Work required
Please set down, unchanged, each line from the one with "Question. Indicate each instance of the grass" to the final line of the data below, both included. Drop the pictures.

Source records
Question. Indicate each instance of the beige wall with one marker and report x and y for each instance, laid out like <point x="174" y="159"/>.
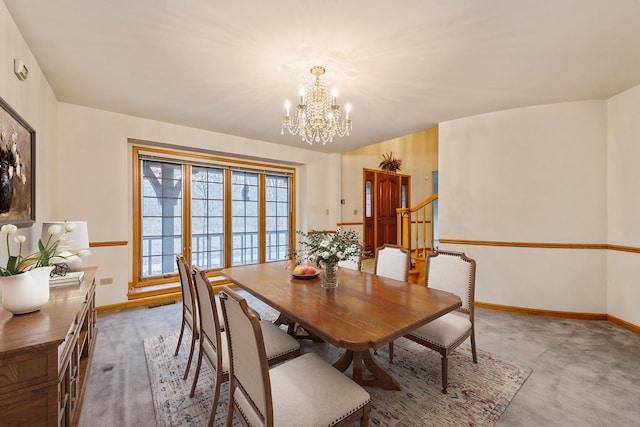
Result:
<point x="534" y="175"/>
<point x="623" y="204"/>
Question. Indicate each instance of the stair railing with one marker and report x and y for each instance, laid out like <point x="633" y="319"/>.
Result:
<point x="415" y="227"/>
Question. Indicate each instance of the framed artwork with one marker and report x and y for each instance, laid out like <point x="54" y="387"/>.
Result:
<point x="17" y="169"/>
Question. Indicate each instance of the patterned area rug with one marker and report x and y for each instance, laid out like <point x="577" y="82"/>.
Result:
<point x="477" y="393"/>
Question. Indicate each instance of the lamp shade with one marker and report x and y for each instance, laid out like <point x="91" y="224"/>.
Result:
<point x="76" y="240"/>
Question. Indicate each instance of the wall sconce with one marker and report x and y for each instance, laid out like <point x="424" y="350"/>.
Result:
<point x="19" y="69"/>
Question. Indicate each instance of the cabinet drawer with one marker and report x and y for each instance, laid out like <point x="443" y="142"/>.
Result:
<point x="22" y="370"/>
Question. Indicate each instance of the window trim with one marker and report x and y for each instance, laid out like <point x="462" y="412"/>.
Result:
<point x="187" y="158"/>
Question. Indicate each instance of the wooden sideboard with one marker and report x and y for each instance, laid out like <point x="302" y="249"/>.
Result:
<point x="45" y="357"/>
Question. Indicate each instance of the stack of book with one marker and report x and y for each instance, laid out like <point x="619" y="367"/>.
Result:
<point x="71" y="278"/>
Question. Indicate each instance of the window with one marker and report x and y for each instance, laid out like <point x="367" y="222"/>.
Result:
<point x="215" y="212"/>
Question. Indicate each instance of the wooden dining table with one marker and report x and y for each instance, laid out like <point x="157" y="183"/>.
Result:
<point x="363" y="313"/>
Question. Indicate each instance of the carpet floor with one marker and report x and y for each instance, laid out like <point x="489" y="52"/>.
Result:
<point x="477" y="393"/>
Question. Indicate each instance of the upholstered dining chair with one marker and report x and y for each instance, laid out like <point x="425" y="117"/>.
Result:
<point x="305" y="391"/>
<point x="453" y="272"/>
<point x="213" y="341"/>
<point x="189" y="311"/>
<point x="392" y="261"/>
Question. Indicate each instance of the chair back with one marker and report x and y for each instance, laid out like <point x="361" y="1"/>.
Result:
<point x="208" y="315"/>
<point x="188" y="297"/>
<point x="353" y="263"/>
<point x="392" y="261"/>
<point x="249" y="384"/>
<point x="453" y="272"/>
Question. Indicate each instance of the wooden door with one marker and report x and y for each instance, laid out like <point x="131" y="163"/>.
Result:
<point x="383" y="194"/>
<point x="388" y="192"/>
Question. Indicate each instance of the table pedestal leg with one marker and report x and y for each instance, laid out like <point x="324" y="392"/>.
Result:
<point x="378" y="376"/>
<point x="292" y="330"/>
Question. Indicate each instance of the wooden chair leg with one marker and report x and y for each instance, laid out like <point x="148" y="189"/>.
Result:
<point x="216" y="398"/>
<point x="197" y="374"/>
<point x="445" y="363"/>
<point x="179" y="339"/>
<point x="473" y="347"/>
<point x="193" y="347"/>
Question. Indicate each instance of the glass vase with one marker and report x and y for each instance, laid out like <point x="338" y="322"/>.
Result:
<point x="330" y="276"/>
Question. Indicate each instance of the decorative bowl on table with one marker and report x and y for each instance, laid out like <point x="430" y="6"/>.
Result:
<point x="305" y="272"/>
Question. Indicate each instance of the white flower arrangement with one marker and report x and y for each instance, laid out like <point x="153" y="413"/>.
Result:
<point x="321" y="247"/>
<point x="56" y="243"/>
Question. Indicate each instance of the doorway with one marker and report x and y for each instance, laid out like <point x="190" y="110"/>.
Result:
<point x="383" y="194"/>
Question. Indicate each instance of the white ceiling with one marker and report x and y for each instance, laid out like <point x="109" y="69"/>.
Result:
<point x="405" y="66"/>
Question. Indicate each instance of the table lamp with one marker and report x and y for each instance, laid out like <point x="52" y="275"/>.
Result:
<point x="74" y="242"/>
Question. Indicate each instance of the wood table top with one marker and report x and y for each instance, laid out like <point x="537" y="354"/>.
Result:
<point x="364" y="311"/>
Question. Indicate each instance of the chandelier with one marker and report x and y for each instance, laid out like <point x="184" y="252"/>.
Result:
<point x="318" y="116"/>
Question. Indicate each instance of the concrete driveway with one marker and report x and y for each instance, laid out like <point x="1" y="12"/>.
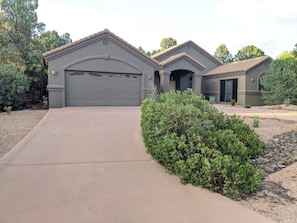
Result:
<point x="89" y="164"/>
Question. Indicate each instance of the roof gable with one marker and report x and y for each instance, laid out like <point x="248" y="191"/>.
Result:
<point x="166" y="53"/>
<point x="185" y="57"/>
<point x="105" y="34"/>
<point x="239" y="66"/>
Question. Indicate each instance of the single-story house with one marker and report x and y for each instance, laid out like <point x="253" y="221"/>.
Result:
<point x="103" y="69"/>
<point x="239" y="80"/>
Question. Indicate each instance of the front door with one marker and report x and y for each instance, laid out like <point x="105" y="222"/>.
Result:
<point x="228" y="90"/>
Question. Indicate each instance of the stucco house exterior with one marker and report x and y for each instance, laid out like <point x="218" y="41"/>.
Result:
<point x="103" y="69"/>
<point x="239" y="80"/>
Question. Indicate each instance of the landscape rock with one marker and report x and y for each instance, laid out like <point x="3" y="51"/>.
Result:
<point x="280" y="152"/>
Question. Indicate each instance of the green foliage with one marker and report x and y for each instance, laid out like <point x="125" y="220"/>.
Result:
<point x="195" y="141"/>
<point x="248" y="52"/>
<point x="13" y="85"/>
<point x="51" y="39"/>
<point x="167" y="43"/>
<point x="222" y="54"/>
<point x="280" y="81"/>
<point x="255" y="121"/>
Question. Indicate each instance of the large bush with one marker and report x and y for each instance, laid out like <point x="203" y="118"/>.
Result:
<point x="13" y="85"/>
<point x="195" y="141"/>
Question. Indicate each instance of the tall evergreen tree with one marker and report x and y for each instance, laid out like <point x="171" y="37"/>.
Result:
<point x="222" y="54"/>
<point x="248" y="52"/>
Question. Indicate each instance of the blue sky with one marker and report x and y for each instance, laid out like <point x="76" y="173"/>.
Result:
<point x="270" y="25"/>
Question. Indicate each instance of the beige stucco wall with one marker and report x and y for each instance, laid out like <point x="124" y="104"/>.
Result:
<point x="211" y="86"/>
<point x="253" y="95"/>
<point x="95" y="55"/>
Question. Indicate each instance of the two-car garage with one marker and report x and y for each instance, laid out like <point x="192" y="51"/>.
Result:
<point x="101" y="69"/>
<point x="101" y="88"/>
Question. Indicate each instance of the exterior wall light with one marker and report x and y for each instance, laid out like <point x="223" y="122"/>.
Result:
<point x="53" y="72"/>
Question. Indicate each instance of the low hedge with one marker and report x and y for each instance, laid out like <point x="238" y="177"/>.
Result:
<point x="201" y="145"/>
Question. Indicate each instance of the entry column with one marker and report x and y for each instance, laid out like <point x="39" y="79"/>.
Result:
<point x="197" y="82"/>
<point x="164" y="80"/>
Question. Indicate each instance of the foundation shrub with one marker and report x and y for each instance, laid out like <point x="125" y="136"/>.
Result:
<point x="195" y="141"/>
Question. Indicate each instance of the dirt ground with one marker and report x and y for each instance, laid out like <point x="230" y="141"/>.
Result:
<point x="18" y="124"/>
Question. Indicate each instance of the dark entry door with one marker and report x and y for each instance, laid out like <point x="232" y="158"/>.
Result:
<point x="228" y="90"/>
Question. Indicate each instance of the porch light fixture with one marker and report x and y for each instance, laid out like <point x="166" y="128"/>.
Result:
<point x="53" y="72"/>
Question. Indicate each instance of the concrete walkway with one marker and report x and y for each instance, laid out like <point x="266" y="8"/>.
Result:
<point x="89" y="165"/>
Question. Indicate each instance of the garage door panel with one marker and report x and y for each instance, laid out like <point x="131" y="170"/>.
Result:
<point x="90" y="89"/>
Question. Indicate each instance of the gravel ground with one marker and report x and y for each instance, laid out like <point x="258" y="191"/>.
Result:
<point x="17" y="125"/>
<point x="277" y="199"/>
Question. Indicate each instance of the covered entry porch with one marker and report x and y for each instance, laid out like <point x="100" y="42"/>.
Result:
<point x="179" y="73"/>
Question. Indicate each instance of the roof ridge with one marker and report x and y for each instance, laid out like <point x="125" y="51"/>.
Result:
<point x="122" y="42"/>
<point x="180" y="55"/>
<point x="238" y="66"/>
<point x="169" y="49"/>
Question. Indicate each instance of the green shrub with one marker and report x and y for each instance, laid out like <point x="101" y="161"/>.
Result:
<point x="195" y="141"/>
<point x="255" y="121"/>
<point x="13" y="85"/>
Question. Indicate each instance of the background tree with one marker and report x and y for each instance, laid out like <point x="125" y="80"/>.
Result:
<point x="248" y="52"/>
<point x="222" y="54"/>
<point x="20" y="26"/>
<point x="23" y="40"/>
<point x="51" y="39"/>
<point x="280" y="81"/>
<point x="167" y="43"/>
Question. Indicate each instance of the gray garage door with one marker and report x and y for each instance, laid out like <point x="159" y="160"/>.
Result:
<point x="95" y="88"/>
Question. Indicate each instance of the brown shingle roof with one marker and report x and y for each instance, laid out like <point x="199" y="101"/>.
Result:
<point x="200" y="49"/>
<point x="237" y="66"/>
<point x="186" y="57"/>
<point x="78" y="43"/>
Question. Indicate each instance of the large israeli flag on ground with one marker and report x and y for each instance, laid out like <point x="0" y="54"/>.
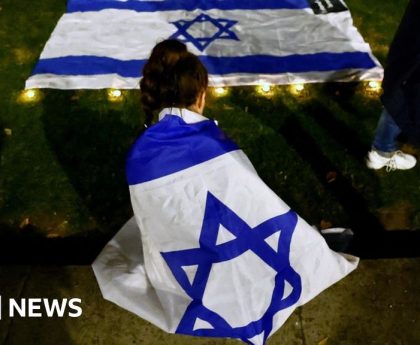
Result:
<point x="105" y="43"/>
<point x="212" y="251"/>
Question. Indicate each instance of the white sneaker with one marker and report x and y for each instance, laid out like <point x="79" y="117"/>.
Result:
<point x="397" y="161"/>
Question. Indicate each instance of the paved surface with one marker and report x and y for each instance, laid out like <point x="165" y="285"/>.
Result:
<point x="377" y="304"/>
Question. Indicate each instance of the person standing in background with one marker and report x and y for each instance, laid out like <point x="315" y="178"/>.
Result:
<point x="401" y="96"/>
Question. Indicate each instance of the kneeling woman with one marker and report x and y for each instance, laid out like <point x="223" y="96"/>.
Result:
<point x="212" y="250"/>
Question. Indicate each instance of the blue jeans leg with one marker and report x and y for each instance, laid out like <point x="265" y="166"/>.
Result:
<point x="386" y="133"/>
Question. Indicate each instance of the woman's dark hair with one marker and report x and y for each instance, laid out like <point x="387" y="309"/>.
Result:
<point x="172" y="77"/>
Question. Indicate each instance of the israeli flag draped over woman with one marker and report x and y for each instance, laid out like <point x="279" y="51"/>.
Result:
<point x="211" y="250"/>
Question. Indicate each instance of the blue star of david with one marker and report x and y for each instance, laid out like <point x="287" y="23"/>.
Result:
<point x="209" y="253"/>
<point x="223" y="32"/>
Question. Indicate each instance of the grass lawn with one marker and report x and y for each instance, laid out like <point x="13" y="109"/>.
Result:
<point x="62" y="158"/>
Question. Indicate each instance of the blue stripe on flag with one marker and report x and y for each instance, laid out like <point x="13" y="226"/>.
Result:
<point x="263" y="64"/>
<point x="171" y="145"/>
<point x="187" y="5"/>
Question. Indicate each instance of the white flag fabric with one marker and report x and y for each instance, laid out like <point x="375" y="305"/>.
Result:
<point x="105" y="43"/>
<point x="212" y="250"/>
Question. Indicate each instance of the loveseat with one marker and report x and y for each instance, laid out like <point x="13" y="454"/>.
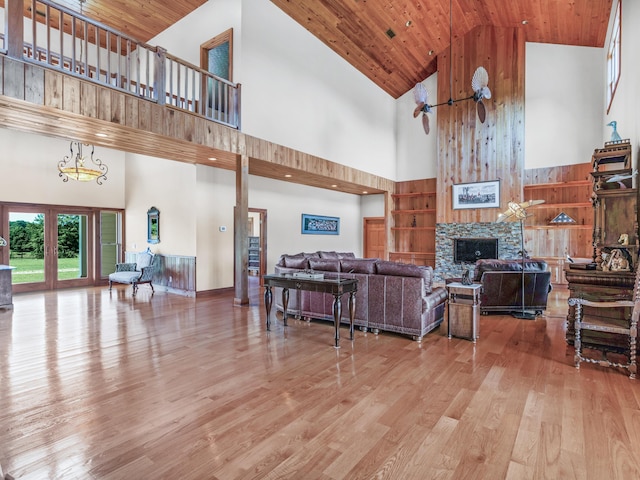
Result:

Output for this exercise
Question. Indicate each instance of the grass lawn with one marker and report x and y for each instance, laid out like <point x="13" y="109"/>.
Result:
<point x="62" y="158"/>
Question. Indicate each instance of the blue stripe on flag with one marker and report x and y for each instance, laid out like <point x="13" y="226"/>.
Result:
<point x="263" y="64"/>
<point x="171" y="145"/>
<point x="187" y="5"/>
Question. Indicate each instance of the white flag fabric with one marker and report x and y for each instance, laid out like <point x="375" y="305"/>.
Result:
<point x="105" y="43"/>
<point x="212" y="250"/>
Question. Indicate each instance of the loveseat with one marker and report x and y for each instance, laid out like <point x="13" y="454"/>.
Result:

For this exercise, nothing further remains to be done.